* SELECTED EXTRACT
It’s been about six months since my August ’19 episode, and much like the one I had in May ’18, I’m having a hard time not thinking about it.  Unlike the first one, though, which I felt a lot of positivity about, all I have are bad feelings about the second one.  I’m still having a great deal of trouble straightening things out in my head: I have this deep need to understand which parts of my experience were “real” and which ones were not.  It’s critical to re-establishing a firm baseline I can refer to, although I’m aware that, to use Neil Peart’s words, “some things can never be changed, some reasons will never come clear” (Rush – The Larger Bowl).

I mostly feel embarrassed and ashamed about the experience, though I know I shouldn’t.  I followed what turned out to be bad advice from a bad healthcare practitioner, and that’s not my fault.  But it makes me so angry to have spent 7 years under the “care” of this person, who not only put me on drugs that made me a living corpse, essentially, but never even tried the drugs that I currently take, which actually seem to help.  I feel like other people think I’m stupid for having ever stopped taking meds, but if there are those who think that, then they don’t know the whole story, nor do they understand what it’s like to take mentally debilitating medication.

The thing that disturbs me the most about the experience is the blanks in my memory: there are huge chunks of my memory missing between the middle of August and the beginning of October, and what I do remember isn’t in chronological order, which I find extremely confusing when I try to piece events back together.  What might be worse than the missing chunks are the fuzzy chunks, where I just have a vague impression of something that happened, but no clear memory: just feelings, usually horrifying ones, because I only fuzz out like that (dissociate, in psychological parlance) when I’m in an extreme state of fear.  Unfortunately, if I’m that scared, I “split”, and a really angry part of me comes out that feels like it needs to protect the rest of me, at any cost.  That’s what happened when my husband took me to the emergency psychiatric clinic in our city, and when I wasn’t calming down fast enough for their taste, they sent in the police to block me into a brightly lit, overstimulating room that made me even more frightened.

* DATASET ENTRIES
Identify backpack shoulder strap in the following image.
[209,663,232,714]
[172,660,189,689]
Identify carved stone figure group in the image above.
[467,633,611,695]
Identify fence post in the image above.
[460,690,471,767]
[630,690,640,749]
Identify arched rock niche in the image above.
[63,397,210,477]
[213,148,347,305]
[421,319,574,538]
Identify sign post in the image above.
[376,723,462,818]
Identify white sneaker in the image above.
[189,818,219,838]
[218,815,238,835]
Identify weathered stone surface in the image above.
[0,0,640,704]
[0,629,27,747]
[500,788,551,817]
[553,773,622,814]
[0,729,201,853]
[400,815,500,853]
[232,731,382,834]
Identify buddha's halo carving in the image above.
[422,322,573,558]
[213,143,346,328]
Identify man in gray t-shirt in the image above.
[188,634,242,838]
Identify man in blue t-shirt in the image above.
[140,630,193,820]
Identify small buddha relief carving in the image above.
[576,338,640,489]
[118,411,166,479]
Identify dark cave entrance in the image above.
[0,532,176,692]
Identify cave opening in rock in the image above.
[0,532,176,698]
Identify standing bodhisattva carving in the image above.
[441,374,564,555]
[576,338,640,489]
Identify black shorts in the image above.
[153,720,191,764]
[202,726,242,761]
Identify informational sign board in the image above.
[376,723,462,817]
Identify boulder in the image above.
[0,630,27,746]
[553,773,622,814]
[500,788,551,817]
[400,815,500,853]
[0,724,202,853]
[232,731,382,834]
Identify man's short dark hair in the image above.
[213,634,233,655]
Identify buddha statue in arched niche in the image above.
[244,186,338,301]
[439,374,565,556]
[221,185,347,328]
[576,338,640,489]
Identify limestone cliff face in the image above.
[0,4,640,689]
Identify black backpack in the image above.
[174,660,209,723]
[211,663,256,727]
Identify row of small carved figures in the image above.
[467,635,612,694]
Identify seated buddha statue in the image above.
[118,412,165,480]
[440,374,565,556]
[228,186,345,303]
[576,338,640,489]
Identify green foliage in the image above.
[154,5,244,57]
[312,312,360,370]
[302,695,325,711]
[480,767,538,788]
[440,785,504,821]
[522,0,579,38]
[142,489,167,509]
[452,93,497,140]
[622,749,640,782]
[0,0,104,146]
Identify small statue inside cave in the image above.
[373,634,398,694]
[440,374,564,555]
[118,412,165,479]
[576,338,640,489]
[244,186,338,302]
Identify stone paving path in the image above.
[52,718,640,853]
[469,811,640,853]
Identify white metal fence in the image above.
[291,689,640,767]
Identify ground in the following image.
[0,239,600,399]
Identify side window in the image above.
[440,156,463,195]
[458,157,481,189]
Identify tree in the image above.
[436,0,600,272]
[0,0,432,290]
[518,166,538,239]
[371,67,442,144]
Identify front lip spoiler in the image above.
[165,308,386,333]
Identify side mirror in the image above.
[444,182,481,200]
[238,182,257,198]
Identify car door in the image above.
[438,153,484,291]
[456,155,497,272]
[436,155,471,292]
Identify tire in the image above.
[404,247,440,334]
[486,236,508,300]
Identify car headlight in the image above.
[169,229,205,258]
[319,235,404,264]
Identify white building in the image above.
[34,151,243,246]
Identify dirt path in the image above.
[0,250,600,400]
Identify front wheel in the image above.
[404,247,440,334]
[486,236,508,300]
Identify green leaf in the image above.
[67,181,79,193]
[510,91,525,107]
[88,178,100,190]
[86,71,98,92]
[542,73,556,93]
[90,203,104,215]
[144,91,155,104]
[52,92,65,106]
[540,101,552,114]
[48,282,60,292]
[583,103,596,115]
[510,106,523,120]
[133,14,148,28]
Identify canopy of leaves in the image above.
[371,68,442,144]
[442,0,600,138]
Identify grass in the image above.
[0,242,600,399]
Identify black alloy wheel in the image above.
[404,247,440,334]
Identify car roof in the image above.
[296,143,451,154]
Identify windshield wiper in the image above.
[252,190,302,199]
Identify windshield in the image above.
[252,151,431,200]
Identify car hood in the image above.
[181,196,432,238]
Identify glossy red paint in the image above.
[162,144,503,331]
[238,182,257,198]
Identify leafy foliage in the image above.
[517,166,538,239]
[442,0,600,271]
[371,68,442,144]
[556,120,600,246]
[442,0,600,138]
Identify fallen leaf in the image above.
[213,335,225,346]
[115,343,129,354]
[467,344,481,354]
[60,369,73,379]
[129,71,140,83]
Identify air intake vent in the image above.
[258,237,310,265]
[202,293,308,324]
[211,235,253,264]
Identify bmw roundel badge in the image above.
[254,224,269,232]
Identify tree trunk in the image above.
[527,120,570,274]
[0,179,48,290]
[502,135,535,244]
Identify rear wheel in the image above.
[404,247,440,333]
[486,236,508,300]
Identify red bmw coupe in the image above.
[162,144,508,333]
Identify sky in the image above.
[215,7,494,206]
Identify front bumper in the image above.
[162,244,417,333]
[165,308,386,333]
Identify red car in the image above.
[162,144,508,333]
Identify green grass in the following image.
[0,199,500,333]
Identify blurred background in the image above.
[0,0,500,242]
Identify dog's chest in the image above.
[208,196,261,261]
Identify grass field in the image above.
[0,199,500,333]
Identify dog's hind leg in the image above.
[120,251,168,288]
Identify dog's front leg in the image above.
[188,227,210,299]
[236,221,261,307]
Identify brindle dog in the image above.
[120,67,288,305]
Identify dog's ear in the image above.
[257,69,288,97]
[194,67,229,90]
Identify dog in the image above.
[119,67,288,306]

* SET OF TASKS
1. According to the post, how many years did the writer spend under the "care" of the healthcare practitioner?
2. Repeat the post word for word, starting with "I mostly feel" and going on through "mentally debilitating medication.".
3. Rewrite the post's paragraph that begins "I mostly feel embarrassed and ashamed" as a shorter version that keeps its main facts.

* RESULTS BY TASK
1. 7 years.

2.
I mostly feel embarrassed and ashamed about the experience, though I know I shouldn’t.  I followed what turned out to be bad advice from a bad healthcare practitioner, and that’s not my fault.  But it makes me so angry to have spent 7 years under the “care” of this person, who not only put me on drugs that made me a living corpse, essentially, but never even tried the drugs that I currently take, which actually seem to help.  I feel like other people think I’m stupid for having ever stopped taking meds, but if there are those who think that, then they don’t know the whole story, nor do they understand what it’s like to take mentally debilitating medication.

3. The writer feels embarrassed and ashamed about the experience, though aware of having no reason to. The writer followed bad advice from a bad healthcare practitioner, which was not the writer's fault. It makes the writer angry to have spent 7 years under this person's "care." The practitioner prescribed drugs that made the writer essentially a living corpse and never tried the drugs the writer now takes, which seem to help. The writer feels others may think stopping medication was stupid. Anyone who thinks so doesn't know the whole story or understand what taking mentally debilitating medication is like.